REQUIRED TASK A
Extract every line of the records that contains the string "wall", matching case exactly.

SOURCE EXTRACT
______________________________

If being a band really were like running a small business, you’d be advised to sell something interesting and to love what you do, or don’t bother doing it at all. The perils of small business abound. In this spirit, Monocle spoke to a roster of musical minds to hatch a plan for future-proofing the next big thing.

  1. Get your sound

How do you make sense of your wildest flights of fancy, process all the best records you’ve heard throughout your young life and turn them into your own sound? Focus, kid, that’s how. Flatter, don’t copy. Originality is key; many a petrol station is being manned by “the new Bowie”. Practise like mad and fight your shyness. At the end of this decade, you could be forgiven for thinking that you have to be a slickly styled, toothsome chick with a drum machine and a synthesiser turned up to 11 (see La Roux, Little Boots, Lady Gaga etc) but heartfelt loopiness from Florence and the Machine and Bat for Lashes is even better. Be mad, bad and dangerous to know or just be blue; but be true. And remember, most of the best tunes make you want to dance. In a sense, of course, you can’t get your sound; it gets you.

  1. Build your online profile

People would have you believe that it’s not enough to be all-singing, all-dancing anymore – you have to be all-Twittering, MySpacing and “nanging”, too. “The key to online is keep it simple,” says Mitchell Shymansky, digital strategy manager for Universal Music International. “It’s a mistake to think that creating buzz is all about new technology; it’s about how you use that technology.” Keeping control of what’s done on your behalf is essential for any artist, and it doesn’t matter how good your digital team is, music fans will sniff out the inauthentic. “Give your fans the feeling of privileged access, have a coherent message and always stay well clear of a corporate feel or a token use of technology.”

______________________________

REQUIRED TASK B
Rewrite the part of the passage on starting a band that opens with the words "If being a band" and closes with "next big thing.", replacing "small business" with "start-up".

______________________________

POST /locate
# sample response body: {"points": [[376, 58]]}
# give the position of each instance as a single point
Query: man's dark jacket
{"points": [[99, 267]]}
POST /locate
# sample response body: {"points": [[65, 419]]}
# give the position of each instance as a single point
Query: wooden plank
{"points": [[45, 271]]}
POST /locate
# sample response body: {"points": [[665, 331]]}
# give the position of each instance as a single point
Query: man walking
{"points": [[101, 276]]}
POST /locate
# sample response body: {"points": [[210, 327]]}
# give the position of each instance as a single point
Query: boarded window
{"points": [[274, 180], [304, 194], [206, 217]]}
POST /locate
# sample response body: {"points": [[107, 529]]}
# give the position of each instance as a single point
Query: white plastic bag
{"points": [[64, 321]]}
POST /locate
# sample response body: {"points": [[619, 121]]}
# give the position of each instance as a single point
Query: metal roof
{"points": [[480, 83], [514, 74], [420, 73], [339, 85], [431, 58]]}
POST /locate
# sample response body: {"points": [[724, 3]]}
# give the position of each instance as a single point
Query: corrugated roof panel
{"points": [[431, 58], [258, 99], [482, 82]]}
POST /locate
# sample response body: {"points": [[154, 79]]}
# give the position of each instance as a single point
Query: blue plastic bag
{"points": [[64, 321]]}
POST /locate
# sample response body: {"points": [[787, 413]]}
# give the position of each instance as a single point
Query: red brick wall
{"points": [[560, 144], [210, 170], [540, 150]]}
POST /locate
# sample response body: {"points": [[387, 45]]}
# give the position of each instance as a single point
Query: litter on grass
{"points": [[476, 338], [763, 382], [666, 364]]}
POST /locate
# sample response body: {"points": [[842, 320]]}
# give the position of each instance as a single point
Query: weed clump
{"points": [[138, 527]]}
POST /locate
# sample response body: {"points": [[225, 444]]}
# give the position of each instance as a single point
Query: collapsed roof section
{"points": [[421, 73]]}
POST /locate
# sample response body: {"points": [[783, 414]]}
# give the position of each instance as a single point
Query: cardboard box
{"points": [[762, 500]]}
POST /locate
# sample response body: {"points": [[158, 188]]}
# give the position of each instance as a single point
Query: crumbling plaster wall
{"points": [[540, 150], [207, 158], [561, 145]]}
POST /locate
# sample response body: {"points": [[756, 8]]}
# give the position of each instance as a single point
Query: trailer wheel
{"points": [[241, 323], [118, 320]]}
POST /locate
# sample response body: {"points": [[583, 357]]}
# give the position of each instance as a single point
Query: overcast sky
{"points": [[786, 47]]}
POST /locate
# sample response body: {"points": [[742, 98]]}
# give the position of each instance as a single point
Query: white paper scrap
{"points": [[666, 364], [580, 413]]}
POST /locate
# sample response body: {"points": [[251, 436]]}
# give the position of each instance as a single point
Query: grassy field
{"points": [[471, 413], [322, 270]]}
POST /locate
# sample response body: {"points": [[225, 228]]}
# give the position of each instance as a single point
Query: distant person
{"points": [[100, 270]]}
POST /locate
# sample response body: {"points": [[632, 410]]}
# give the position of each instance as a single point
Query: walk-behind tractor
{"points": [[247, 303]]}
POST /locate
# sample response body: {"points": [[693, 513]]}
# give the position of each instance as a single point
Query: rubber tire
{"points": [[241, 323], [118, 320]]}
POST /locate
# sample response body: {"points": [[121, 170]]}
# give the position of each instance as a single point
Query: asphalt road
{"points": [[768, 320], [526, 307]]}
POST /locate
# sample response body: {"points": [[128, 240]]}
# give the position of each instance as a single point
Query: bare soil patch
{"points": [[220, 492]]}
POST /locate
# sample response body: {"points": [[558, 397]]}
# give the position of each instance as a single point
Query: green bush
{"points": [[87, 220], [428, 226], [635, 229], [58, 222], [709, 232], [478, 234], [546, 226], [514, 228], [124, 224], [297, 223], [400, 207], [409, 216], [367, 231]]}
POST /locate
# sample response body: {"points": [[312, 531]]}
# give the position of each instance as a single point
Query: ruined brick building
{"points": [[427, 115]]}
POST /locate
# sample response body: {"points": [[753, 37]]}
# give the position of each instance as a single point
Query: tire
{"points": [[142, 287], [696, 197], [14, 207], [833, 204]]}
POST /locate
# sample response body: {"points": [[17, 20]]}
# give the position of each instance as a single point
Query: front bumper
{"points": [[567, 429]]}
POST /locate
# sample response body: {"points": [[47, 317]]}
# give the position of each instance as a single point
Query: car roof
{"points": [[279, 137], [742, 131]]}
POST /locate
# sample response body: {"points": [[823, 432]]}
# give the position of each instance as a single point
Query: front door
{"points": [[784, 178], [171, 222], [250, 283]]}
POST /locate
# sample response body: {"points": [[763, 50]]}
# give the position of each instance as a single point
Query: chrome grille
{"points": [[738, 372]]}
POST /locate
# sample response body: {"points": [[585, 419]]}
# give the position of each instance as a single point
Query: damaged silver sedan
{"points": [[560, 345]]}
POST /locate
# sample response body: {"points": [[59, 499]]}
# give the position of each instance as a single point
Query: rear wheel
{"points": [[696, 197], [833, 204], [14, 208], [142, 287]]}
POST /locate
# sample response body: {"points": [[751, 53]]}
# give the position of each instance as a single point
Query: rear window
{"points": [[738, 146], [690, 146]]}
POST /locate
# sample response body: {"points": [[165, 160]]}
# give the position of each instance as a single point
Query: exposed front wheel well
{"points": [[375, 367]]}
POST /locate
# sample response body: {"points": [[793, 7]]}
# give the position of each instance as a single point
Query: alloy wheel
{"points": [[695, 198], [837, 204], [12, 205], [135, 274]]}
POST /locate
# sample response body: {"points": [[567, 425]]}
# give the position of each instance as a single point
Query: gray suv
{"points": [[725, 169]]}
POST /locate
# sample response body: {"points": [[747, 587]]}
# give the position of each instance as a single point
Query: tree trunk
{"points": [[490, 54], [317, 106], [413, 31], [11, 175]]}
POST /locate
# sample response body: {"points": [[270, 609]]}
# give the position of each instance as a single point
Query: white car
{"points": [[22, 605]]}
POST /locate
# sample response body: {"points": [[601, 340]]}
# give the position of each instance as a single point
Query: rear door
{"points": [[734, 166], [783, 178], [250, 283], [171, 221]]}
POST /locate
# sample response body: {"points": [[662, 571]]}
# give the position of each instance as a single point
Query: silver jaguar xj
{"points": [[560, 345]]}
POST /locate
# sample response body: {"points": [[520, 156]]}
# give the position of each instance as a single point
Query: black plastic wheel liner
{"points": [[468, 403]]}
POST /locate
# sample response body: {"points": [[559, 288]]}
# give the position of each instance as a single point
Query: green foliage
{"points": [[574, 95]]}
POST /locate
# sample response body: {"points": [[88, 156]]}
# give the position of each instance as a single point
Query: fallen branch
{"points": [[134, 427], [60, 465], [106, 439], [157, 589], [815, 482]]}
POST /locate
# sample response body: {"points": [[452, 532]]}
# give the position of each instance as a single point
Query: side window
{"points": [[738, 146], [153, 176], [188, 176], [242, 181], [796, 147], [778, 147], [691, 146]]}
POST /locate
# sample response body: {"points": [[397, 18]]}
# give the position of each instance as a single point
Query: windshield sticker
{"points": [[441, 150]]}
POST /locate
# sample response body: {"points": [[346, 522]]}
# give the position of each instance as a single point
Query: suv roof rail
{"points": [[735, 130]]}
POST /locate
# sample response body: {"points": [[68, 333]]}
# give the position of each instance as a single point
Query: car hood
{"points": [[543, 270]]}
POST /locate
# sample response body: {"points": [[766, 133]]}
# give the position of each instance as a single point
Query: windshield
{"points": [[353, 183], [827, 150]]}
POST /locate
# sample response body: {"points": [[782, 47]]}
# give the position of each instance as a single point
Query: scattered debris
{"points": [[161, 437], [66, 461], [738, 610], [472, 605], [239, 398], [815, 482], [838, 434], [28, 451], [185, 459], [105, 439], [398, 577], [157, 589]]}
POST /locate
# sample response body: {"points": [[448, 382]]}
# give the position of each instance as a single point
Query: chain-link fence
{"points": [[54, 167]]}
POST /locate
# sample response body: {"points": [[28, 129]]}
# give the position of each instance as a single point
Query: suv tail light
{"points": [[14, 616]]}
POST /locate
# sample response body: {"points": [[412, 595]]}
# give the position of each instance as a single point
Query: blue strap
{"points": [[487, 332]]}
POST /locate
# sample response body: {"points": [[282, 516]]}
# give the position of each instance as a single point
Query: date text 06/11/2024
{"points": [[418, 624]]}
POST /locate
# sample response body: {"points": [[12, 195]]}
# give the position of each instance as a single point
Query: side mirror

______________________________

FINAL RESULT A
Query: red brick wall
Query: crumbling plaster wall

FINAL RESULT B
If being a band really were like running a start-up, you’d be advised to sell something interesting and to love what you do, or don’t bother doing it at all. The perils of start-up abound. In this spirit, Monocle spoke to a roster of musical minds to hatch a plan for future-proofing the next big thing.